═════ Material for this exercise ═════

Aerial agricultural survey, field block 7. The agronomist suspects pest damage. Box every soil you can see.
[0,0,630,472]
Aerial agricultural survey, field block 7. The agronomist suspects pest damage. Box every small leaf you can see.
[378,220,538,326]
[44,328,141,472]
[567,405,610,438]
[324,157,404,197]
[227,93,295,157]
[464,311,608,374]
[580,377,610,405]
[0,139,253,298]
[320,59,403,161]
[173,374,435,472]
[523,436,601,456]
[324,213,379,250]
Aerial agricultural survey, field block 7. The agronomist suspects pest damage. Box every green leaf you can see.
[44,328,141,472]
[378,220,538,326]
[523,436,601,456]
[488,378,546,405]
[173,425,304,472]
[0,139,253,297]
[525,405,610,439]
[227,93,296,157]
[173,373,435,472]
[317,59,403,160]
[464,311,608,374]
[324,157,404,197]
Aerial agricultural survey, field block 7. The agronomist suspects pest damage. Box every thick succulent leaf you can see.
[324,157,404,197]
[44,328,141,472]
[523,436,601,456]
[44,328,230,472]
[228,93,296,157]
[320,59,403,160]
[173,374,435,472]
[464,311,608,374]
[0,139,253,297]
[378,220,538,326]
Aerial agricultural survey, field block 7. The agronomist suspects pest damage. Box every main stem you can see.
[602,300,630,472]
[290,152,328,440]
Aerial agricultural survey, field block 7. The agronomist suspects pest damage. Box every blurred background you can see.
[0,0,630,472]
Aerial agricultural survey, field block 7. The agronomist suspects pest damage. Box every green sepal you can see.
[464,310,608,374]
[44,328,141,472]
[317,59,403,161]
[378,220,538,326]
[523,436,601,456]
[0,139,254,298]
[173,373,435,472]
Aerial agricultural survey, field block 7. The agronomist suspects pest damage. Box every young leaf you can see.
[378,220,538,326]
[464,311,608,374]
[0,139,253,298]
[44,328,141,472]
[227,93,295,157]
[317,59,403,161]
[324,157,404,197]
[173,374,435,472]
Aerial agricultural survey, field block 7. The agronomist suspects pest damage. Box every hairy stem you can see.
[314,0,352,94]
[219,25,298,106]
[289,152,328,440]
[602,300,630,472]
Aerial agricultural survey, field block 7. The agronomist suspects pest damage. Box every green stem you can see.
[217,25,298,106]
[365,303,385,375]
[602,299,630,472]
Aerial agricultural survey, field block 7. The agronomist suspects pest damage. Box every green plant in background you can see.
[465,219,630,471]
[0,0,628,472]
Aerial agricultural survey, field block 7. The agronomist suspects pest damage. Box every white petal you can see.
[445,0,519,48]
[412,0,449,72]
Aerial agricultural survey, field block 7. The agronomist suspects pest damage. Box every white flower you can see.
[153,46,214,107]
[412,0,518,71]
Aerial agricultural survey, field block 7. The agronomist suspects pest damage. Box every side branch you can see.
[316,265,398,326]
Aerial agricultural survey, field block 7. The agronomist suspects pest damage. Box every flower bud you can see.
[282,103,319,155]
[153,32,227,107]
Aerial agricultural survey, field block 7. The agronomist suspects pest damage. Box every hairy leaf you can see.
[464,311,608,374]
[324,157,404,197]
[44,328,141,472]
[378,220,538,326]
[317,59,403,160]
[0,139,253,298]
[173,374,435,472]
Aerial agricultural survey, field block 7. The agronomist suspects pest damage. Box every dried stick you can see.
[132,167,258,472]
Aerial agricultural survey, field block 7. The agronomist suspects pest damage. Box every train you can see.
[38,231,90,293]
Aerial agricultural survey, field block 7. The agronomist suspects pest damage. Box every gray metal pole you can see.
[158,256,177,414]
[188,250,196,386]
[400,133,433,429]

═════

* [Work instructions]:
Rewrite all of the rows above, changing "agronomist" to "field inspector" wherever it appears and keeping everything else the same.

* [Solution below]:
Aerial agricultural survey, field block 7. The field inspector suspects pest damage. Box every soil you can see.
[0,0,630,472]
Aerial agricultural survey, field block 7. The field inspector suspects pest damage. Box every small leaf you can see.
[378,220,538,326]
[44,328,141,472]
[567,405,610,438]
[324,157,404,197]
[227,93,295,157]
[464,311,608,374]
[580,377,610,405]
[0,139,253,298]
[320,59,403,161]
[173,374,435,472]
[523,436,601,456]
[324,213,379,250]
Aerial agricultural survey, field block 7. The field inspector suspects pest damage. Box every green leaf you can see.
[44,328,141,472]
[378,220,538,326]
[523,436,601,456]
[488,378,546,405]
[173,425,304,472]
[0,139,253,297]
[525,405,610,439]
[227,93,296,157]
[173,373,435,472]
[317,59,403,160]
[464,311,608,374]
[324,157,404,197]
Aerial agricultural survey, field block 7. The field inspector suspects pest damage. Box every thick succulent leaf you can see.
[324,157,404,197]
[44,328,141,472]
[523,436,601,456]
[44,328,230,472]
[228,93,296,157]
[320,59,403,160]
[173,374,435,472]
[464,311,608,374]
[0,139,253,297]
[378,220,538,326]
Aerial agricultural survey, field block 7. The field inspector suspects pest damage. Box every main stem you can see.
[602,300,630,472]
[290,152,328,440]
Aerial agricultural survey, field block 7. The field inspector suspects pest damage. Box every blurred background you can see.
[0,0,630,472]
Aerial agricultural survey, field block 7. The field inspector suspects pest damage. Box every green sepal you can see.
[464,310,608,374]
[44,328,141,472]
[317,59,403,161]
[378,220,538,326]
[523,436,601,456]
[0,139,254,298]
[173,373,435,472]
Aerial agricultural survey, field block 7. The field inspector suspects pest damage. Box every young leaf you can see.
[378,220,538,326]
[464,311,608,374]
[0,139,253,298]
[44,328,141,472]
[227,93,295,157]
[317,59,403,161]
[324,157,404,197]
[173,374,435,472]
Aerial agricultural survey, field block 7. The field inspector suspects pest damage. Box every hairy stem you can see.
[314,0,352,94]
[219,25,298,106]
[289,152,328,440]
[602,300,630,472]
Aerial agricultural survey, field block 7. The field inspector suspects pest damage. Box every green stem you can see.
[217,25,298,106]
[365,303,385,375]
[602,299,630,472]
Aerial agricultural survey, field block 7. The field inspector suspects pest damage. Box every green plant in background you can see.
[465,219,630,471]
[0,0,628,472]
Aerial agricultural survey, field block 7. The field inspector suspects pest damage. Box every white petal you can see.
[445,0,519,48]
[412,0,449,72]
Aerial agricultural survey, field block 7. The field inspector suspects pest damage. Box every white flower you can see.
[153,46,214,107]
[412,0,518,71]
Aerial agricultural survey, field block 7. The field inspector suspects pest damage. Box every side branch you can see.
[316,265,398,326]
Aerial agricultural survey, field block 7. The field inspector suspects pest damage. Box every flower bud you can see.
[282,103,319,155]
[153,32,227,107]
Aerial agricultural survey, field block 7. The field inspector suspects pest damage. Box every hairy leaf you can see.
[464,311,608,374]
[324,157,404,197]
[44,328,141,472]
[378,220,538,326]
[317,59,403,160]
[0,139,253,298]
[173,374,435,472]
Aerial agricultural survey, field block 7. The field inspector suspects pest damage. Box every dried stick you can see.
[132,167,258,472]
Aerial agricultural survey, field block 7. The field inspector suspects pest damage. Box every train you can see.
[38,231,90,293]
Aerial agricultural survey, field block 7. The field inspector suspects pest damage. Box every gray metal pole you can see.
[158,256,177,414]
[188,250,196,386]
[400,133,433,429]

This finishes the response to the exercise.